American Friends Service Committee

Acceptance Speech

Acceptance Speech by Professor Henry J. Cadbury, representing the American Friends Service Committee, on the occasion of the award of the Nobel Peace Prize in Oslo, December 10, 1947

Your Majesty, Your Royal Highness and friends.

On behalf of the American Friends Committee I accept our share of this award with humility and gratitude. We are humble because we recognise what we Quakers of today owe to the generations of Quakers who have for three centuries set the pattern of practical pacifism that we unfalteringly follow. We recognise also that the work of our Committee has been made possible through the cooperation of our fellow prize-winners, the Friends Service Council and by the support in funds, personel and in sympathetic understanding of thousands of Americans who are not members of our small Society of Friends.

We are grateful that in this award attention is again called to the need for the ideals that we profess – renunciation of all war – practical friendliness across frontiers, reconciliation with former enemies and former friends. Today in America, in Europe and in Asia men need almost as never before to bear an appeal to reason and to patience.

If any should question the appropriateness of bestowing the peace prize upon a group rather than upon an outstanding individual we may say this: The common people of all nations want peace. In the presence of great impersonal forces they feel individually helpless to promote it. You are saying to them here today that common folk, not statesmen, nor generals nor great men of affairs, but just simple plain men and women like the few thousand Quakers and their friends, if they devote themselves to resolute insistence on goodwill in place of force, even in the face of great disaster past or threatened, can do something to build a better, peaceful world. The future hope of peace lies with such personal sacrificial service. To this ideal humble persons everywhere may contribute.

• • • •

● Exercise instructions
A. Condense the paragraph of the acceptance speech that begins "On behalf of the American Friends Committee" into a short bulleted list that keeps its main facts.
B. According to the acceptance speech's introductory line, where and on what date was the speech given?
C. Write the next paragraph of the acceptance speech, continuing on from its final sentence.
The material plays no part in the work asked for here.

● Records supplied
• • • •

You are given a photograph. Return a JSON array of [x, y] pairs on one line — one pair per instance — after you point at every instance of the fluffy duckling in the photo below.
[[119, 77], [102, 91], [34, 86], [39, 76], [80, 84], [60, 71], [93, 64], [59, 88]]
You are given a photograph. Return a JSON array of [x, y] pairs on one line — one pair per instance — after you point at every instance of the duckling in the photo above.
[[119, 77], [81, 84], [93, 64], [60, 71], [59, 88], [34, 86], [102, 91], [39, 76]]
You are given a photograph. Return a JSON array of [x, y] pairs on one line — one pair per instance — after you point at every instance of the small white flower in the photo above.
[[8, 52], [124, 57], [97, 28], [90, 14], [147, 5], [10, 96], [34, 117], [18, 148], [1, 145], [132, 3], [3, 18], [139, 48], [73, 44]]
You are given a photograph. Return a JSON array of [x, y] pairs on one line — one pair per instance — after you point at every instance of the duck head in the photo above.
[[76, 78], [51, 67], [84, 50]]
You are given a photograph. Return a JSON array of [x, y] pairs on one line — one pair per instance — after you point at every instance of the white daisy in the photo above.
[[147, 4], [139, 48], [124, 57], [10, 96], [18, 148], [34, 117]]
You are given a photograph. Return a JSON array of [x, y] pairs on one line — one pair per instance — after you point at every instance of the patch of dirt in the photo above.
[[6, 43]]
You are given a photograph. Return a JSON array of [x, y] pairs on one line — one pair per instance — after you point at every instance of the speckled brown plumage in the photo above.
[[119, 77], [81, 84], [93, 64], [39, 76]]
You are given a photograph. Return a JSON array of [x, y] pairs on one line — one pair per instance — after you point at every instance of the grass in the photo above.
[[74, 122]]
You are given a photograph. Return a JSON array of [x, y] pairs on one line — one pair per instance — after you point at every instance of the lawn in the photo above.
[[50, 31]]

• • • •

● Results of the exercise
A.
- The Committee accepts its share of the award with humility and gratitude.
- Its humility comes from what present-day Quakers owe to three centuries of earlier Quakers, who set the pattern of practical pacifism that the Committee follows.
- Its work was made possible by the cooperation of its fellow prize-winners, the Friends Service Council.
- It also depended on funds, staff and sympathetic understanding from thousands of Americans who are not members of the Society of Friends.

B. It was given in Oslo on December 10, 1947.

C.
It is not enough merely for us to do good – feeding and clothing the needy and to receive their heartfelt thanks. We must find ways in which even the needy can share in service. To this end our committee is trying to find means. May I suggest to you and the other countries of Europe a way that you can help us. You will need for this help neither money nor material gifts.

All Europe is rightly anxious about the relations between the United States and the Soviet Union. Here is a place where you can help. Norway, your well loved country, and the other nations of Europe must be the bridge of understanding. You must not take sides with either of us, you must help both of us cooperate. And I know from contacts I have made with persons from many countries of Europe that already they are anxious to do just this. You must have faith to do this – faith in all men, even in Americans and Russians. We earnestly invite you to share in this way our ministry of reconciliation.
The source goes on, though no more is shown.